Reputation: 8247
I have following dataframe:
Scripts
1:URT : 3456 || 2: ABC: 5677 || NA : 0 : 0 || NA : 0 : 0
The pattern I want replace is '|| NA'
and whatever after that with whitespace. I am using following command in r to do it:
gsub("\\|| NA.*$","",df$Scripts)
But it replaces || in the middle between two scripts which I do not want. Desired output is:
1:URT : 3456 || 2: ABC: 5677
Upvotes: 1
Views: 54
Reputation: 51622
A non-regex approach,
sapply(strsplit(df$Scripts, '||', fixed = TRUE), function(i)
paste(i[!grepl('NA', i)], collapse = '||'))
#[1] "1:URT : 3456 || 2: ABC: 5677 "
You can wrap it in trimws
to get rid of leading/following white spaces
Upvotes: 1
Reputation: 887981
We can use sub
to match zero or more spaces (\\s*
) followed by one or more |
(as it is a metacharacter, we can either escape (\\
) or place it in square brakcets followed by one or more spaces, then NA and the rest of the characters, and replace it with ""

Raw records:
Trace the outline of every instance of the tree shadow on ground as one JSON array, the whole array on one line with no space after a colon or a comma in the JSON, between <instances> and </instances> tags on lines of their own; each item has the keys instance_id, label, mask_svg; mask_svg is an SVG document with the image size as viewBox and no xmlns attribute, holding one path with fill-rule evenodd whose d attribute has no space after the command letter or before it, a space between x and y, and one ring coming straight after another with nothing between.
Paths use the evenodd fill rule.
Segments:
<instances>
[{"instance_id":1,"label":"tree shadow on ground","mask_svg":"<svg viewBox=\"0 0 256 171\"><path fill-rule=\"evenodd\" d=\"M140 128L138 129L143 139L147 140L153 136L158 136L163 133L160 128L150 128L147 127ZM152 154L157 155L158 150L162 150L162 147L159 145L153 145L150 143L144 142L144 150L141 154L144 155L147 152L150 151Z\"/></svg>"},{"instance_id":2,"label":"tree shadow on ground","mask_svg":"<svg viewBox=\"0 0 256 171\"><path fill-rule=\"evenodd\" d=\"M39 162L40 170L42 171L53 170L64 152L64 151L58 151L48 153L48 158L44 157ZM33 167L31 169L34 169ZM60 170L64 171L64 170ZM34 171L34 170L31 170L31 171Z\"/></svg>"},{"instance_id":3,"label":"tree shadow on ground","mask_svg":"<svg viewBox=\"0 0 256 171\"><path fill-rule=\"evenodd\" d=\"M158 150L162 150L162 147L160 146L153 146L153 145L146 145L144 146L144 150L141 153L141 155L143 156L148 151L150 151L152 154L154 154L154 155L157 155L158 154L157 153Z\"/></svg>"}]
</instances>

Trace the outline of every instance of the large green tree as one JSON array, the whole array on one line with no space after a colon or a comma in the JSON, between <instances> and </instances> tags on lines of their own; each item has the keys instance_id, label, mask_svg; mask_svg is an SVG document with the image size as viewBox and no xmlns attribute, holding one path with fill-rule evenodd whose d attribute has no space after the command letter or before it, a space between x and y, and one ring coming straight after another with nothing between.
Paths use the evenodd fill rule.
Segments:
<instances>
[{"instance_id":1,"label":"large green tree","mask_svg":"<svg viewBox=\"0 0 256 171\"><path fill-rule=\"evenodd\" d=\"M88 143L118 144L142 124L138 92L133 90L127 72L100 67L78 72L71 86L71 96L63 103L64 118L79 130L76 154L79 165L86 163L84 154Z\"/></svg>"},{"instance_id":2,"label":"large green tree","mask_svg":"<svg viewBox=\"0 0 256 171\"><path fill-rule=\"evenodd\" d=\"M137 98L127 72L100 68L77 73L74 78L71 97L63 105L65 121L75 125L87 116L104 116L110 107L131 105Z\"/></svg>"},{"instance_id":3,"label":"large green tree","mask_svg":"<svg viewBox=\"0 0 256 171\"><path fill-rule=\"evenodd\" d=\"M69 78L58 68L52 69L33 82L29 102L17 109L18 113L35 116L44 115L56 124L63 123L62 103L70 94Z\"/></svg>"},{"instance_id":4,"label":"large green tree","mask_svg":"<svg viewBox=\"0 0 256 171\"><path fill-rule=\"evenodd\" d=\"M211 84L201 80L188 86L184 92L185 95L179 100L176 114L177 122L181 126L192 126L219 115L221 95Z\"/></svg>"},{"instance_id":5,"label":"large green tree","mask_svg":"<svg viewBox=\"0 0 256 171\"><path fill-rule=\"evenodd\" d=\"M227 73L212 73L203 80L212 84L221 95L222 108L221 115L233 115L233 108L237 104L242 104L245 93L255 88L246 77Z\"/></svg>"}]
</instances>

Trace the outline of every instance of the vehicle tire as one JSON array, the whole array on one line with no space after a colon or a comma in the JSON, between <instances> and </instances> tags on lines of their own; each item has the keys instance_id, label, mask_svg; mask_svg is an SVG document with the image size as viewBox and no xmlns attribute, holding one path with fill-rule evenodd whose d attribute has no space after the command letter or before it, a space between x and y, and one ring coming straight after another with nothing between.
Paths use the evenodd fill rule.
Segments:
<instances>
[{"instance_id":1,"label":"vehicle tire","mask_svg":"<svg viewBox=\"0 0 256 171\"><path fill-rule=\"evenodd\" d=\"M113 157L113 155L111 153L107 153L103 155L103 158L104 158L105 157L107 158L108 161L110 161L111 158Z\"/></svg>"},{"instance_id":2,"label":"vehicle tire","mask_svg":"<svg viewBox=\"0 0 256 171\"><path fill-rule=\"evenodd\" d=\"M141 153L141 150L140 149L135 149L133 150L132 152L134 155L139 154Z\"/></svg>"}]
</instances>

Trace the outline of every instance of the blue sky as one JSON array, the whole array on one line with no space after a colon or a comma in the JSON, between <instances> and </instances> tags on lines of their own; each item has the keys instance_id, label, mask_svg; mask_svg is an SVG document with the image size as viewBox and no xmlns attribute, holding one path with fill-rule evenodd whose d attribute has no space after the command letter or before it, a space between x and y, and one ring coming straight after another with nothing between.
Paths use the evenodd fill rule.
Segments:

__STATED EXERCISE 1__. Recast the part of the listing that runs from the line containing "Trace the outline of every instance of the blue" through the end of the listing as a JSON list of strings, with one string per line and blank lines omitted.
__STATED EXERCISE 2__. Continue the forum thread on removing the trailing "|| NA" entries with R from the point where it stops.

__EXERCISE RESULT 1__.
[
  "Trace the outline of every instance of the blue sky as one JSON array, the whole array on one line with no space after a colon or a comma in the JSON, between <instances> and </instances> tags on lines of their own; each item has the keys instance_id, label, mask_svg; mask_svg is an SVG document with the image size as viewBox and no xmlns attribute, holding one path with fill-rule evenodd whose d attribute has no space after the command letter or before it, a space between x and y, and one ring coming straight after another with nothing between.",
  "Paths use the evenodd fill rule.",
  "Segments:"
]

__EXERCISE RESULT 2__.
sub("\\s*[|]+\\s+NA\\s+.*", "", df$Scripts)
#[1] "1:URT : 3456 || 2: ABC: 5677"
NOTE: In the OP's code, it is just escaping the first |
and not the second one. Instead it should be
gsub("\\s*\\|+\\s*NA.*$", "", df$Scripts)
though gsub
is not required
Or another option is stringi
library(stringi)
stri_replace(df$Scripts, regex="\\s*\\|+\\s*NA.*$", "")
#[1] "1:URT : 3456 || 2: ABC: 5677"
df <- structure(list(Scripts = "1:URT : 3456 || 2: ABC: 5677 || NA : 0 : 0 || NA : 0 : 0"), .Names = "Scripts", row.names = c(NA,
-1L), class = "data.frame")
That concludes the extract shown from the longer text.